- **Excerpt**:
The balancer bit of the oat balancer, STAMM30, isnt too bad, surprisingly no iron and the copper/zinc ratio is ok, even if the amounts are far too low. The ingredient list isnt great though. 
Ingredients

> Soya Bean Meal
> Linseed Flakes
> Wheatfeed
> Molasses
> KER Vitamin & Mineral Premix
> Bioplex Minerals
> E-Max Ester (Natural Vitamin E)
> Organic Magnesium Source
> Specific Equine Yeast
> Full Fat Soya
> Soya Oil

I cannot find an exact list of what else in the balancer but seems to be mainly beet pulp.  I'm always wary of soya oil as well as it can send some horses demented. You'd be much better off financially and from a nutrition point of view, just feeding a decent mineral balancer even at half rations and linseed.


----------



## JDH01 (30 October 2017)

- **Record excerpts**:
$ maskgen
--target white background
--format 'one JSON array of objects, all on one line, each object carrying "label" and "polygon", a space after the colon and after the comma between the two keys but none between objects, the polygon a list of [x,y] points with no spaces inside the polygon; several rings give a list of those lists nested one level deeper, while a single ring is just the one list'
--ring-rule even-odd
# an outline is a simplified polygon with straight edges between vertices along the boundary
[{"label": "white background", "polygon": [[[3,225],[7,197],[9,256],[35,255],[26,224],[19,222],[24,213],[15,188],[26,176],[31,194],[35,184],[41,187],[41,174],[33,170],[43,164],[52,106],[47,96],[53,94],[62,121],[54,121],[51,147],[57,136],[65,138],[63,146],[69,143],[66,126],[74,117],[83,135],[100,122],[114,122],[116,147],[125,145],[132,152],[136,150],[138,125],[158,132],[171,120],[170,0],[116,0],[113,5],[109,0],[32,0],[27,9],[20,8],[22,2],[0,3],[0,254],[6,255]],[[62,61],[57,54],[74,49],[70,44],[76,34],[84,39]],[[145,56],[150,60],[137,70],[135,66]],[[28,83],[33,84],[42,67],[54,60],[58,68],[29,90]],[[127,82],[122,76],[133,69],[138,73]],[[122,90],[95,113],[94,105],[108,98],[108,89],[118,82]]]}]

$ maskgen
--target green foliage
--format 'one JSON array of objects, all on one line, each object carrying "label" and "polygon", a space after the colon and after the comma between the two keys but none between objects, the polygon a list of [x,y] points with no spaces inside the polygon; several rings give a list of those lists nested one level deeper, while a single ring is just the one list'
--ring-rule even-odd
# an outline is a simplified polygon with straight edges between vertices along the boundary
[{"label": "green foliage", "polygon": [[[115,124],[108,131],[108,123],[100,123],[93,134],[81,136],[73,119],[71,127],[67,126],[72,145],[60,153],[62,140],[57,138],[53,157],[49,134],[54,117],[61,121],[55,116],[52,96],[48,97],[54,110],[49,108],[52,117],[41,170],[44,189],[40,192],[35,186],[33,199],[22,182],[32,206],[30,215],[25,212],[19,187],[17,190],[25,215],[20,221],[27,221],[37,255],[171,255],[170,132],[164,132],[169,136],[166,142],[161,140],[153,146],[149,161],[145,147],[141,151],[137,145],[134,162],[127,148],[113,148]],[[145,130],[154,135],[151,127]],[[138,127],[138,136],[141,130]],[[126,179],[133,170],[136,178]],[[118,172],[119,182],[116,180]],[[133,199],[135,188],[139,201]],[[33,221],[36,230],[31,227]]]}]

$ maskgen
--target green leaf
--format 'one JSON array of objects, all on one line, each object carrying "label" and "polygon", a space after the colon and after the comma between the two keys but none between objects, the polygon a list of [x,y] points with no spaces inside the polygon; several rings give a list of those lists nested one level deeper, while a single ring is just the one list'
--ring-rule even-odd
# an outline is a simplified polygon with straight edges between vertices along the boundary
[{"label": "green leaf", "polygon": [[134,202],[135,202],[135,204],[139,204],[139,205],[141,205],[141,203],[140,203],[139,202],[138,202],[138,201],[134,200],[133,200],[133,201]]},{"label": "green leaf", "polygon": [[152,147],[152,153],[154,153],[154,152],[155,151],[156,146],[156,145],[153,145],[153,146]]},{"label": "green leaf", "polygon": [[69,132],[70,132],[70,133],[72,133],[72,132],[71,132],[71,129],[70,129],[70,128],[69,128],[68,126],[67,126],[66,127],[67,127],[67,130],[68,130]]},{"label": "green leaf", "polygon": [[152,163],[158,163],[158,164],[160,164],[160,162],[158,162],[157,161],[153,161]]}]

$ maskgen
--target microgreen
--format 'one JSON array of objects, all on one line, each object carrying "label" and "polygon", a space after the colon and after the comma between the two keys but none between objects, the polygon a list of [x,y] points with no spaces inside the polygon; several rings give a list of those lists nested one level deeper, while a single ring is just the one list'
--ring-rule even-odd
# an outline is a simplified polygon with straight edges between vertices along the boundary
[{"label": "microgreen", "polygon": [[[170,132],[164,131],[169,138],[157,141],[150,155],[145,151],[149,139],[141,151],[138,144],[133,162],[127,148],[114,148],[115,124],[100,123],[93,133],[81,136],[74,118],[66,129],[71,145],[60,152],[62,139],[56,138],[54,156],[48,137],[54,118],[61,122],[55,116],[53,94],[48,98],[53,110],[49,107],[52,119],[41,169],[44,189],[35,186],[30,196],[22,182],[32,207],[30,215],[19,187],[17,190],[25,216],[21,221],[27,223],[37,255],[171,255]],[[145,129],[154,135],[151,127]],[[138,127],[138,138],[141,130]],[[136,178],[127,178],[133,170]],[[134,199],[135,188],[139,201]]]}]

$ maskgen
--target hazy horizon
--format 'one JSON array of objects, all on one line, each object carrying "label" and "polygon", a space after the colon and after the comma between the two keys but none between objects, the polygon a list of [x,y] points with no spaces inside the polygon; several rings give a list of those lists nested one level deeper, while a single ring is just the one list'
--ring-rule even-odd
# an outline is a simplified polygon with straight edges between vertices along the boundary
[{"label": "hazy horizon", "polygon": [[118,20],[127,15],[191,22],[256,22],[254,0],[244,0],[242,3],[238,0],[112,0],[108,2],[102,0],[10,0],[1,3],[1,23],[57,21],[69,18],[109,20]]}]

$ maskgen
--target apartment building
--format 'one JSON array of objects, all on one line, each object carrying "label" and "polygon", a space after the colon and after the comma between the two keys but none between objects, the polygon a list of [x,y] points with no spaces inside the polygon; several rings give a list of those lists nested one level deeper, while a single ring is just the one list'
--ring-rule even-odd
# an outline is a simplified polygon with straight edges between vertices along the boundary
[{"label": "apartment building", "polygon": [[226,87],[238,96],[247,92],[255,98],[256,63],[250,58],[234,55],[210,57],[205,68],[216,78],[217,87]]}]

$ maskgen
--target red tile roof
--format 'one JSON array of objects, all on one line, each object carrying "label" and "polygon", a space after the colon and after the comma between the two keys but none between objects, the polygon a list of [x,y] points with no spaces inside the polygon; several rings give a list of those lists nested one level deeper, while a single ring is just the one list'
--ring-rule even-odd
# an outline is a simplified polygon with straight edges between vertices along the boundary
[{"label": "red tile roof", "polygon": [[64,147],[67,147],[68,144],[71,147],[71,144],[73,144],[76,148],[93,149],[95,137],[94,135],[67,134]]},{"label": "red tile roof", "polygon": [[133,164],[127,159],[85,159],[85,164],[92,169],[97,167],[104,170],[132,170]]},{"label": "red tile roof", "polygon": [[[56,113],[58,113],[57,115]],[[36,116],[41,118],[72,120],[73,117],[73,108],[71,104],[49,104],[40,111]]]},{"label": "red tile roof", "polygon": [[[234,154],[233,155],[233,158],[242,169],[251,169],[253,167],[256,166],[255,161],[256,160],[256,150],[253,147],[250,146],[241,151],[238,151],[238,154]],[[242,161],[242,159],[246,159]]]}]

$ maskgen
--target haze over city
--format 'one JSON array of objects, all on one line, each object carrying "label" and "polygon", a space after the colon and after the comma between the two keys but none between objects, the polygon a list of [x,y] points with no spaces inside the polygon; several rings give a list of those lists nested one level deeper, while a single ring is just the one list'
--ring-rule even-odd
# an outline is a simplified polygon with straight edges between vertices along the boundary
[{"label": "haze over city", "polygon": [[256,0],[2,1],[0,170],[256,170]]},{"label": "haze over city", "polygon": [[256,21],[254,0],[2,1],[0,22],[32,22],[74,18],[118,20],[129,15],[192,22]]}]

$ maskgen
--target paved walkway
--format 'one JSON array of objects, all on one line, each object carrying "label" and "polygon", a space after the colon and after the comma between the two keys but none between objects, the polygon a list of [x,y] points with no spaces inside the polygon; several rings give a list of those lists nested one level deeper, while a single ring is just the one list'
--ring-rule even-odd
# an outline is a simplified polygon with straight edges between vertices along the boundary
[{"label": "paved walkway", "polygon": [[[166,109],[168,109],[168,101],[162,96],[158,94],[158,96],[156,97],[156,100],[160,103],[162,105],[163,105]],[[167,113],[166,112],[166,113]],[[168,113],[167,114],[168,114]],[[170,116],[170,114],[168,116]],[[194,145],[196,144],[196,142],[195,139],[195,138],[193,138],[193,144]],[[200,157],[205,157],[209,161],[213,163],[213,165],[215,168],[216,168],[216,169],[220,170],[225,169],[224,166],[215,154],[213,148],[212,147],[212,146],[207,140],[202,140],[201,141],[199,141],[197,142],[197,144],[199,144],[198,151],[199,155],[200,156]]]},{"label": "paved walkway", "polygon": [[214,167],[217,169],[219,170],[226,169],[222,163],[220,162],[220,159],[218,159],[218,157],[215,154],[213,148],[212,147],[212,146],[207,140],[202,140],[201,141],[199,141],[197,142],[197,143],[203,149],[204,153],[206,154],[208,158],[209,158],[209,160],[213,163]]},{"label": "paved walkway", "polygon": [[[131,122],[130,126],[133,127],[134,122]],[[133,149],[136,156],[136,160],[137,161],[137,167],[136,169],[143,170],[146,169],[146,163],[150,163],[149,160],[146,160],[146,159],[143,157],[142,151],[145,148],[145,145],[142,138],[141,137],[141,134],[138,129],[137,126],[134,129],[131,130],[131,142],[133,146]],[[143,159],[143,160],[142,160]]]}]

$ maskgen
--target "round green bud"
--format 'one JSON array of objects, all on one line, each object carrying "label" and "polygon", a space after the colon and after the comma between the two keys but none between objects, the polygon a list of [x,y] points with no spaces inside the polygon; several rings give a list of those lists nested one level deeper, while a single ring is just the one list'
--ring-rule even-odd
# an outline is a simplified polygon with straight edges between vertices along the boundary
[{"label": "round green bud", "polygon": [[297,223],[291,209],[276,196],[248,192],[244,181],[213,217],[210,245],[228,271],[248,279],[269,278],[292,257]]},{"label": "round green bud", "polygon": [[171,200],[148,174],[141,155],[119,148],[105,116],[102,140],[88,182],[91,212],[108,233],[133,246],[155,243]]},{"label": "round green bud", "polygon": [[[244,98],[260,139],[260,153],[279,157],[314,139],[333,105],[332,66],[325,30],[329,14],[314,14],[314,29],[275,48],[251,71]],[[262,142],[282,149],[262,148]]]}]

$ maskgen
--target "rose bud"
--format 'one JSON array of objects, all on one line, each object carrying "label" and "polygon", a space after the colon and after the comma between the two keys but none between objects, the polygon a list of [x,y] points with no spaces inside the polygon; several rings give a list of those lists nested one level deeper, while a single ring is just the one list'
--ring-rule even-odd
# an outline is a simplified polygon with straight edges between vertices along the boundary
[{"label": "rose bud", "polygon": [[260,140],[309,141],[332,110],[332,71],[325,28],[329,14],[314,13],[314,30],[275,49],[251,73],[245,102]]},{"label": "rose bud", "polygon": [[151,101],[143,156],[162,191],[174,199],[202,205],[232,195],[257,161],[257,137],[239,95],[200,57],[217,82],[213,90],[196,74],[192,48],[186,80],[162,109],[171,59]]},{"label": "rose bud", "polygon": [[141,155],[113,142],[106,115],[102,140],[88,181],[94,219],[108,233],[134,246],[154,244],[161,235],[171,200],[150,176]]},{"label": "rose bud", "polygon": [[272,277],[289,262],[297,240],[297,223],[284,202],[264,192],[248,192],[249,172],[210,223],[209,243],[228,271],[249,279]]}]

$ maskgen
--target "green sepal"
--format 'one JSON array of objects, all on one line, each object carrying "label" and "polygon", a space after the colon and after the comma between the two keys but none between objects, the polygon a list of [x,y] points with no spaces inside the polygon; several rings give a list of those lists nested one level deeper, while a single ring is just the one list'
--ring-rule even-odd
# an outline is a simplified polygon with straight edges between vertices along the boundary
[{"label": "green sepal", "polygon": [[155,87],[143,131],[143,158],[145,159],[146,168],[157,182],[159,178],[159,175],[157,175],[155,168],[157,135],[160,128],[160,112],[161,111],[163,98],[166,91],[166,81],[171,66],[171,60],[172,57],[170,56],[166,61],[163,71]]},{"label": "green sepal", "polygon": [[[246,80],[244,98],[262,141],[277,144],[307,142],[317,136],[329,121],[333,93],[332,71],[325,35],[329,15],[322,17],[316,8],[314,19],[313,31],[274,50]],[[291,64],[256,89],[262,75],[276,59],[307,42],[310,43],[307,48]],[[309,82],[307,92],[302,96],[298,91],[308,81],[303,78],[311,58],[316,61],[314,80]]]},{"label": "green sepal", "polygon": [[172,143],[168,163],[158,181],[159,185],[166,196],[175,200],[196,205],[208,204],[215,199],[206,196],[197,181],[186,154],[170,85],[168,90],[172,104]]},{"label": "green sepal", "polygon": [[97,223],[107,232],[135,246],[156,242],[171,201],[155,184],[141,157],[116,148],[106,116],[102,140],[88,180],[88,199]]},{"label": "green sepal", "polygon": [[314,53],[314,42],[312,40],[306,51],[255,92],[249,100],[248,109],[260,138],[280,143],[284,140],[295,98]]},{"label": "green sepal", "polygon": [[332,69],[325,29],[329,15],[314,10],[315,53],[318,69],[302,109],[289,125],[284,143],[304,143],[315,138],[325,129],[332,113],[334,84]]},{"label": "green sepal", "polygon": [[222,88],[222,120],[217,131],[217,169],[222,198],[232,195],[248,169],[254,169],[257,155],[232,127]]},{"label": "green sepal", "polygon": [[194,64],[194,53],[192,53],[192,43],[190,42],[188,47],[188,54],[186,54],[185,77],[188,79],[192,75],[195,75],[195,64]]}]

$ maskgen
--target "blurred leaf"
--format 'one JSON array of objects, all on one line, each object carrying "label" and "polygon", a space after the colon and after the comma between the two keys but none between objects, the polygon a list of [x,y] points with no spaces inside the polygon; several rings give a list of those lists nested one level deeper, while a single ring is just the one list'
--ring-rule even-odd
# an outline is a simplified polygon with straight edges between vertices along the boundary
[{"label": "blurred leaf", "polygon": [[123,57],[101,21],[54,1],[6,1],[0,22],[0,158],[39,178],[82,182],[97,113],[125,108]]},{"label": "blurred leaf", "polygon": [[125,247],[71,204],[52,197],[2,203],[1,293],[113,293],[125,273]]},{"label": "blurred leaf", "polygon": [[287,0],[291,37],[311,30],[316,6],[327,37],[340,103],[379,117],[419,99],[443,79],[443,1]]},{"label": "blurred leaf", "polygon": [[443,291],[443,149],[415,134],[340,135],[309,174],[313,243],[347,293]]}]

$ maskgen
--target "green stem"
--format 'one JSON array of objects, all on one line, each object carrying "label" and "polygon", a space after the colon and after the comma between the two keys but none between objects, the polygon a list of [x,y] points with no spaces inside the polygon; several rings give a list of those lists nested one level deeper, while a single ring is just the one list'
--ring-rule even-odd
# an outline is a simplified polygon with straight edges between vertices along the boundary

- **Required work**:
• a. According to the oat balancer excerpt, which mineral does the balancer surprisingly lack?
• b. In the oat balancer excerpt, rewrite the text from "I cannot find" up to and including "rations and linseed.", changing "beet pulp" to "alfalfa".

- **Completed exercise**:
• a. Iron.

• b.
I cannot find an exact list of what else in the balancer but seems to be mainly alfalfa.  I'm always wary of soya oil as well as it can send some horses demented. You'd be much better off financially and from a nutrition point of view, just feeding a decent mineral balancer even at half rations and linseed.